Documenttekst:

┌──

Binnenland

Weginspecteur: Vluchtstrook gevaarlijke plek

Flink in de kreukels raakte woensdag de wagen van een weginspecteur (56) van Rijkswaterstaat. Zelf was hij gewond. Zijn auto werd op een vluchtstrook van de A67 bij het Brabantse Hapert aangereden door een vrachtwagen. Weginspecteur Kimberley Schiks (31) is ervan geschrokken. Ze vertelt over gevaren tijdens haar werk.

J. Visscher

12 May 2015 17:20Gewijzigd op 15 November 2020 18:53
Weginspecteur Kimberley Schiks. beeld RD
Weginspecteur Kimberley Schiks. beeld RD

TOEN

Ik ben sinds ruim vijf jaar weginspecteur bij Rijkswaterstaat. Een van de 260 weginspecteurs in Nederland. Eerst werkte ik in Brabant, de laatste anderhalf jaar in de Randstad, vooral rond Utrecht. Voorheen was ik een paar jaar actief bij een autobedrijf en bij de luchtmacht. Ik ben eraan gewend tussen de mannen te zijn.

Ik hou van dienstverlening en ga elke dag met plezier naar mijn werk. Als weginspecteur rijd ik naar pechgevallen en ongevallen. Ik maak de weg vrij voor de hulpverlening, zoals politie en ambulance. Ook ruim ik afgevallen lading op. Verder houd ik de kwaliteit van de wegen in de gaten. Als er schade is aan bijvoorbeeld het asfalt of de vangrail of als er door noodweer bij een viaduct grond wegspoelt, sein ik de aannemer in. Die voert de reparaties uit.

Denk allereerst aan je eigen veiligheid. Dat is de hoofdregel voor de weginspecteurs. Ik moet geen risico’s nemen als ik twijfel of ik ergens op de weg mijn wagen veilig kan neerzetten.

Ik rijd in een herkenbare auto met striping, van Rijkswaterstaat. Op mijn wagen zit een zwaailamp. En een uitschuifbaar digitaal bord. Daarop kan ik bijvoorbeeld een gevarenteken of het woord ”FILE” aangeven. Met mijn mobiele telefoon kan ik bij de verkeerscentrale signalering boven de weg aan­vragen. Die kan dat binnen een minuut regelen. Een rood verbodskruis, of 70 of 90.

Ik arriveer vaak als eerste bij een ongeval. Soms verleen ik zelf eerste hulp. Zo heb ik eens iemand die bekneld zat in een auto aan de praat gehouden en diens verwondingen doorgegeven aan de meldkamer. Om me heen liepen bekenden van het slachtoffer te gillen. Dat vind ik heel moeilijk. Gelukkig heeft de man het ongeval overleefd.

Impact had ook een ongeval een paar jaar geleden in Brabant. Er was een auto met vier inzittenden in een sloot gereden. Ik zette gauw de weg af met mijn auto en met kegels, zodat de hulpdiensten alle ruimte zouden hebben. De ambulance kwam er algauw aan. Drie personen waren uit de auto geslingerd. Een vierde werd vermist. Mensen liepen te schreeuwen. Heel heftig. Later bleek dat de vierde ook uit de auto was gekomen, maar de weilanden was ingevlucht. De auto bleek te zijn gestolen.

└──

Uitgehaalde regels:
┌──

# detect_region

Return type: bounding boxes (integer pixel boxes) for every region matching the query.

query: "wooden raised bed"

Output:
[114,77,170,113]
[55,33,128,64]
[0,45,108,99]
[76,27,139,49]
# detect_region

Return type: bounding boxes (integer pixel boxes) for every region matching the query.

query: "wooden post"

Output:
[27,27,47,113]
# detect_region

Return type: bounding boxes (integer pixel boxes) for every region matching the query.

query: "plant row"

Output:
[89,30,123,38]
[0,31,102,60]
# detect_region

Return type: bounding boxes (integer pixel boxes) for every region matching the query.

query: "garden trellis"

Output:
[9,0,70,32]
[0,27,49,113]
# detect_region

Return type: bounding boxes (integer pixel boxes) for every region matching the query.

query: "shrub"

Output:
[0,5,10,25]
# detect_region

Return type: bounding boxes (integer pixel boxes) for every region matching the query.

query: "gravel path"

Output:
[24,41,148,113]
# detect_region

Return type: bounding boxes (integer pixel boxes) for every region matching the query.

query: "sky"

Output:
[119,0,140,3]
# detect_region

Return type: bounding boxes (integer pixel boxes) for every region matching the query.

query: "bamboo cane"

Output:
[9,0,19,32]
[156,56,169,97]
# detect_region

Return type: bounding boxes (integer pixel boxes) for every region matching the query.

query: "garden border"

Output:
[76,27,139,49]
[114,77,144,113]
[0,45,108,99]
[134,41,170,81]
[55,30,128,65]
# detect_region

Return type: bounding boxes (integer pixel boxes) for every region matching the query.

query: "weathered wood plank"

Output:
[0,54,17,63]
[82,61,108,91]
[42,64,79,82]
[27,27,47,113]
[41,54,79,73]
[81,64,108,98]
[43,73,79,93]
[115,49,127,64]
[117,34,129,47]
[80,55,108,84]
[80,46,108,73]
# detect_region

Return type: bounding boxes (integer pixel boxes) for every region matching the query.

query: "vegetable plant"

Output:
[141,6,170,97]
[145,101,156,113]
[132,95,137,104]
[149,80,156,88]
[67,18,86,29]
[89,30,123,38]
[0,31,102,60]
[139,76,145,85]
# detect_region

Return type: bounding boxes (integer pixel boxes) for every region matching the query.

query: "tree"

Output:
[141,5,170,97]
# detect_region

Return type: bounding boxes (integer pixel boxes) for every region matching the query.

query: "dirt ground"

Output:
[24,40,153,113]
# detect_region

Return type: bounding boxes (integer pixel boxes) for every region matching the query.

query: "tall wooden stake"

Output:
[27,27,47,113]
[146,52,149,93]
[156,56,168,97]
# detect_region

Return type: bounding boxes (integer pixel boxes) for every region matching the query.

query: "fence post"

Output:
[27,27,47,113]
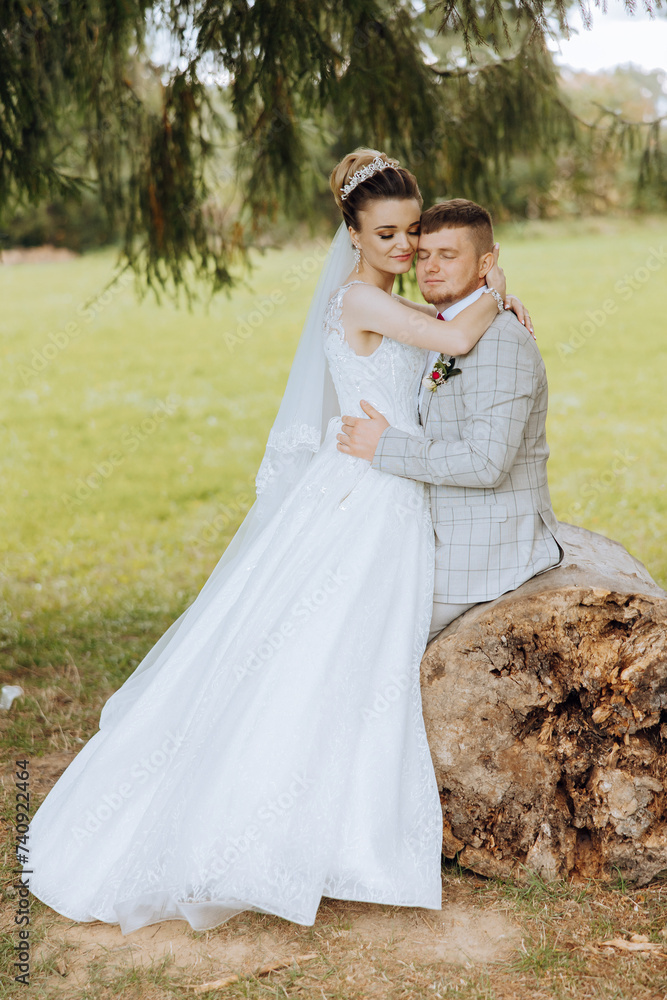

└──

Gegeven opdracht:
Beantwoord de volgende vragen met gegevens uit de tekst over de weginspecteur.
(a) Hoeveel weginspecteurs zijn er in Nederland?
(b) Wat kan de weginspecteur op het uitschuifbare digitale bord van haar wagen aangeven?
(c) Hoeveel inzittenden zaten er in de auto die in Brabant in een sloot was gereden?

Uitgewerkte oplossing:
(a) Er zijn 260 weginspecteurs in Nederland.
(b) Ze kan er bijvoorbeeld een gevarenteken of het woord "FILE" op aangeven.
(c) Er zaten vier inzittenden in de auto.